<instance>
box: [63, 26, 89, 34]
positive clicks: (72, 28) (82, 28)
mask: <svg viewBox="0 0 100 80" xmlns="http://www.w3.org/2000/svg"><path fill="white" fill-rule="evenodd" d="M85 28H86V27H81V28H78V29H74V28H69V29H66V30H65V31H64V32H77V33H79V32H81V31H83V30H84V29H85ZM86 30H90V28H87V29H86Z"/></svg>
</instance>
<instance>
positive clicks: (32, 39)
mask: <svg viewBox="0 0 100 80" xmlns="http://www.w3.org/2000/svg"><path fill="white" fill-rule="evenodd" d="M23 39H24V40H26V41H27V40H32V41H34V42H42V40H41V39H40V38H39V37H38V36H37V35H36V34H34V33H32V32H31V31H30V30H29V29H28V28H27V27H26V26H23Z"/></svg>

========================================

▸ Work required
Repeat all of the material above exactly, with no line dropped.

▸ Exercise response
<instance>
box: [63, 26, 89, 34]
positive clicks: (72, 28) (82, 28)
mask: <svg viewBox="0 0 100 80" xmlns="http://www.w3.org/2000/svg"><path fill="white" fill-rule="evenodd" d="M85 28H86V27H81V28H78V29H74V28H69V29H66V30H65V31H64V32H77V33H79V32H81V31H83V30H84V29H85ZM86 30H90V28H87V29H86Z"/></svg>
</instance>
<instance>
positive clicks: (32, 39)
mask: <svg viewBox="0 0 100 80" xmlns="http://www.w3.org/2000/svg"><path fill="white" fill-rule="evenodd" d="M23 39H24V40H26V41H27V40H32V41H34V42H42V40H41V39H40V38H39V37H38V36H37V35H36V34H34V33H32V32H31V31H30V30H29V29H28V28H27V27H26V26H23Z"/></svg>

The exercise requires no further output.